THE PROBLEM:
Can you copy out the material below line for line, changing nothing?

Point annotation records
━━━━━━━━
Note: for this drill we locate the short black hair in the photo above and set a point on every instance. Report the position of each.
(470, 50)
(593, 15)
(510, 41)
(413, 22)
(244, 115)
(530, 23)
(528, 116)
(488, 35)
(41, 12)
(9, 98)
━━━━━━━━
CORRECT ANSWER:
Note: for this drill we locate the short black hair in the photo above and set a point on every instance. Report the position of each.
(470, 50)
(593, 15)
(510, 41)
(413, 22)
(244, 115)
(530, 23)
(528, 116)
(488, 35)
(41, 12)
(9, 98)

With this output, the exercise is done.